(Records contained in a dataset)

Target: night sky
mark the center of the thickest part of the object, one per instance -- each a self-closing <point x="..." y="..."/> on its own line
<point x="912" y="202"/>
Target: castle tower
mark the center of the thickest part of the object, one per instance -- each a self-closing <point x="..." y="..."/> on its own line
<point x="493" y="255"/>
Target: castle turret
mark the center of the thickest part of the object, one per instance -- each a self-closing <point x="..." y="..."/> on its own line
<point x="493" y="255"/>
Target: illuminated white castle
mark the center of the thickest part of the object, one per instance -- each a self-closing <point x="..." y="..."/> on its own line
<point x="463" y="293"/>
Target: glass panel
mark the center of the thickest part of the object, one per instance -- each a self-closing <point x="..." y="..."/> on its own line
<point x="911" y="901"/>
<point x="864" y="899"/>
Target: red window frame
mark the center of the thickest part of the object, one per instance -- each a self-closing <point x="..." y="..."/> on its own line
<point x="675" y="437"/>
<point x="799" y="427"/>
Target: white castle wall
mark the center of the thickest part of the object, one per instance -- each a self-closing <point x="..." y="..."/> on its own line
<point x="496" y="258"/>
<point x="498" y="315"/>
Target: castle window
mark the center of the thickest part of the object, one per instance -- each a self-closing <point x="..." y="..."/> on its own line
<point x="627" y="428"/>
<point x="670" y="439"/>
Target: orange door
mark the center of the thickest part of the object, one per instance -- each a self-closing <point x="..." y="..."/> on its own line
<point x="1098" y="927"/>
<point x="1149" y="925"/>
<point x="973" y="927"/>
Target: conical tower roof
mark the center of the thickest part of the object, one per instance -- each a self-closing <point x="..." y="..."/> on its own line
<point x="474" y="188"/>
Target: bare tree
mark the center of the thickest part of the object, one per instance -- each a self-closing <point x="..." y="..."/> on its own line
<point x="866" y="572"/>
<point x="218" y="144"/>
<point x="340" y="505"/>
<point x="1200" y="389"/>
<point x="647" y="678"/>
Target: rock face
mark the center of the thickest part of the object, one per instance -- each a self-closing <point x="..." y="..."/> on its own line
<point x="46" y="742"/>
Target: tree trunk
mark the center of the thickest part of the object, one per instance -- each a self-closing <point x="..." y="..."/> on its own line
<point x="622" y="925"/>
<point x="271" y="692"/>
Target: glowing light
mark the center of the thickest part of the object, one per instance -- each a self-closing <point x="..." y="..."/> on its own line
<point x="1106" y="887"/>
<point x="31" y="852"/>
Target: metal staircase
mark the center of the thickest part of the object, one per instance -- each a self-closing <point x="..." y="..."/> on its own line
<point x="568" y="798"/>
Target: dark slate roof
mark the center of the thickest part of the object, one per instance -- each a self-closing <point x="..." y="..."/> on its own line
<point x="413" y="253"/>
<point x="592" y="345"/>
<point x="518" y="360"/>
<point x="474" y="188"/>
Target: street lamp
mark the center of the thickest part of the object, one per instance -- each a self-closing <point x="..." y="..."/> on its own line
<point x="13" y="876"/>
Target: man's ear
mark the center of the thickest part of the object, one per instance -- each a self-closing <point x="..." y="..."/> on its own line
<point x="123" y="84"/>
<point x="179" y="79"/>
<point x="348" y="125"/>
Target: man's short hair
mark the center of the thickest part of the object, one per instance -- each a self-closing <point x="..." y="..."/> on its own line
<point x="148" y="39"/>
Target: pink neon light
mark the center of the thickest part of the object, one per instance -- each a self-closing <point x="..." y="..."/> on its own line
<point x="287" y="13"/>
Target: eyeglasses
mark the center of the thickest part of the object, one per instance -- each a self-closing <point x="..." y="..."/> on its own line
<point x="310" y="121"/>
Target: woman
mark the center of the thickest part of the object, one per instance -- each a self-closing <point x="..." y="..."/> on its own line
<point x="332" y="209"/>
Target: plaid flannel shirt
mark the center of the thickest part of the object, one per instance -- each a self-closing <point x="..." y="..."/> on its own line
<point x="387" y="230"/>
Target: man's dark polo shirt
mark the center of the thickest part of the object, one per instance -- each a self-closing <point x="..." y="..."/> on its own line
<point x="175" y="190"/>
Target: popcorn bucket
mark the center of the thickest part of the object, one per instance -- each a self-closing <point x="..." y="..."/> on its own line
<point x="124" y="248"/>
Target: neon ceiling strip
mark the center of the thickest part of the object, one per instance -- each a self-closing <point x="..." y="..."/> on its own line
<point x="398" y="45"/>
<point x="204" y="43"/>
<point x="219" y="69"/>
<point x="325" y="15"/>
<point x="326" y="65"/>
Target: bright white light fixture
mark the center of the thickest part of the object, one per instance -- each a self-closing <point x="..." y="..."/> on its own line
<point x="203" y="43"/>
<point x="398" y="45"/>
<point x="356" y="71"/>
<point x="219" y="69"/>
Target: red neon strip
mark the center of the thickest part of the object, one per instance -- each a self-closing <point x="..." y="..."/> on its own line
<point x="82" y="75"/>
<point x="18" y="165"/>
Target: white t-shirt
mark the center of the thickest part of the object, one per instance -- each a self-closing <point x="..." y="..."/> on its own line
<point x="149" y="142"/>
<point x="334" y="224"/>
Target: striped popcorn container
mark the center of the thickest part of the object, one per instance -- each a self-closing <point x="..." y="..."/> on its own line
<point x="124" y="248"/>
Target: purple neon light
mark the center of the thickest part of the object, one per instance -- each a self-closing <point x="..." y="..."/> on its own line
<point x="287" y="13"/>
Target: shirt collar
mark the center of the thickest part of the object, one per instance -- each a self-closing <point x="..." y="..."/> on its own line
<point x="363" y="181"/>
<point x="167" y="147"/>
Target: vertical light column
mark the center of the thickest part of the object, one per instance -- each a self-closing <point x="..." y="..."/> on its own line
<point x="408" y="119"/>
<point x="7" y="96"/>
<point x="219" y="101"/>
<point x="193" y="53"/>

* [Required task] Reproduce the full listing word for word.

* [Exercise solution]
Target: night sky
mark the center of the thickest part of the object, one per instance -- each a self-closing <point x="..." y="..."/> on its own line
<point x="912" y="202"/>
Target: castle tower
mark the center of the thickest part of the object, one per instance -- each a self-closing <point x="..." y="..."/> on its own line
<point x="493" y="255"/>
Target: castle turret
mark the center of the thickest part of the object, one per instance -- each a self-closing <point x="..." y="..."/> on its own line
<point x="493" y="255"/>
Target: illuminated white castle
mark the center of the thickest part of the object, one per instance -- each a self-closing <point x="..." y="..."/> on its own line
<point x="463" y="293"/>
Target: glass panel
mark the center of the thickest part of the object, one per instance -- each a self-closing <point x="..." y="..."/> on its own line
<point x="911" y="901"/>
<point x="864" y="899"/>
Target: red window frame
mark the center of the thickest part of the object, one per instance -- each a self-closing <point x="..." y="..."/> on its own line
<point x="675" y="437"/>
<point x="799" y="427"/>
Target: white castle wall
mark the center of the thickest part of the object, one per instance -- each a self-closing <point x="..." y="..."/> on its own line
<point x="496" y="258"/>
<point x="498" y="315"/>
Target: castle window
mark the center of the thickest part of the object, one per instance -- each a self-closing <point x="..." y="..."/> on its own line
<point x="627" y="428"/>
<point x="670" y="439"/>
Target: orange door
mark the center of the thickest part of the object, one per instance -- each a self-closing <point x="..." y="..."/> on its own line
<point x="1098" y="927"/>
<point x="1149" y="925"/>
<point x="973" y="927"/>
Target: conical tower roof
mark the center of the thickest part of the object, one per instance -- each a self-closing <point x="..." y="..."/> on its own line
<point x="474" y="188"/>
Target: bare tree
mark the center of the thickest part of the object, one per instance -- each a self-closing <point x="..." y="..."/> on its own line
<point x="866" y="572"/>
<point x="218" y="144"/>
<point x="340" y="505"/>
<point x="1200" y="389"/>
<point x="647" y="678"/>
Target: rock face
mark the center of the thickest part of the object, one per instance -- each a self-closing <point x="..." y="..."/> on its own line
<point x="46" y="742"/>
Target: tree trunk
mark the center of the thickest part of the object, one per instance -- each a self-closing <point x="..." y="..."/> on its own line
<point x="622" y="925"/>
<point x="271" y="692"/>
Target: glowing light
mark the center of the thickest part of the object, one per instance -- each a self-closing <point x="..." y="..."/> on its own line
<point x="1106" y="887"/>
<point x="31" y="852"/>
Target: metal staircase
mark the center of the thickest part of the object, one per instance -- each a self-closing <point x="..." y="..."/> on its own line
<point x="568" y="798"/>
Target: dark slate roof
mark the center of the thickest part of the object, one per instance -- each a self-closing <point x="..." y="..."/> on its own line
<point x="413" y="253"/>
<point x="592" y="345"/>
<point x="518" y="360"/>
<point x="474" y="188"/>
Target: street lamp
mark the center of the thickest part of the object, one per instance -- each a self-closing <point x="..." y="..."/> on its own line
<point x="13" y="876"/>
Target: man's ear
mark the center of the thickest part of the object, one per instance -- each a self-closing <point x="..." y="..."/> on its own line
<point x="123" y="84"/>
<point x="179" y="79"/>
<point x="348" y="125"/>
Target: man's short hair
mark the center of the thickest part of the object, one per instance -- each a self-closing <point x="..." y="..."/> on its own line
<point x="148" y="39"/>
Target: pink neon light
mark the center of the thickest part of the object, one per instance -- each a self-closing <point x="..." y="..."/> on its own line
<point x="287" y="13"/>
Target: eyeglasses
mark the center of the thickest part of the object, one per instance -- each a self-closing <point x="..." y="..."/> on its own line
<point x="310" y="121"/>
Target: woman
mark the center of the thickest part of the object, one per instance -- each a self-closing <point x="..." y="..."/> on its own line
<point x="332" y="209"/>
Target: plaid flannel shirt
mark the center of the thickest part of the object, one per instance -- each a self-closing <point x="..." y="..."/> on its own line
<point x="387" y="230"/>
Target: man's dark polo shirt
mark the center of the thickest part of the object, one per instance -- each a self-closing <point x="..." y="..."/> on its own line
<point x="175" y="190"/>
Target: popcorn bucket
mark the center of the thickest part of the object, one per instance -- each a self-closing <point x="..." y="..."/> on its own line
<point x="124" y="248"/>
Target: neon ceiling strip
mark the center of the thickest part of the object, one per instance -- each a self-closing <point x="..." y="..."/> on its own line
<point x="398" y="45"/>
<point x="204" y="43"/>
<point x="219" y="69"/>
<point x="325" y="15"/>
<point x="326" y="65"/>
Target: bright white light fixture
mark the center of the thickest part of the object, one per instance -- each a self-closing <point x="..." y="..."/> on its own line
<point x="203" y="43"/>
<point x="398" y="45"/>
<point x="356" y="71"/>
<point x="219" y="69"/>
Target: red neon strip
mark the center of the thickest part of the object, one per instance -- each a self-closing <point x="..." y="..."/> on its own line
<point x="82" y="75"/>
<point x="18" y="165"/>
Target: white t-shirt
mark the center of the thickest part of the object, one per instance -- each a self-closing <point x="..." y="..."/> on its own line
<point x="149" y="142"/>
<point x="334" y="224"/>
Target: striped popcorn container
mark the center of the thickest part of the object, one per instance -- each a self-closing <point x="..." y="..."/> on its own line
<point x="124" y="248"/>
Target: purple neon light
mark the center of the thickest part of the object, one per instance -- each a self-closing <point x="..." y="..."/> on its own line
<point x="287" y="13"/>
Target: shirt collar
mark the center of the thickest part of the object, one per instance -- each a self-closing <point x="..." y="..."/> on its own line
<point x="363" y="181"/>
<point x="167" y="147"/>
Target: vertical light column
mark the center of the thickest part of the object, one per instance -- each a self-closing <point x="..." y="..."/> on its own line
<point x="408" y="119"/>
<point x="7" y="96"/>
<point x="219" y="101"/>
<point x="193" y="53"/>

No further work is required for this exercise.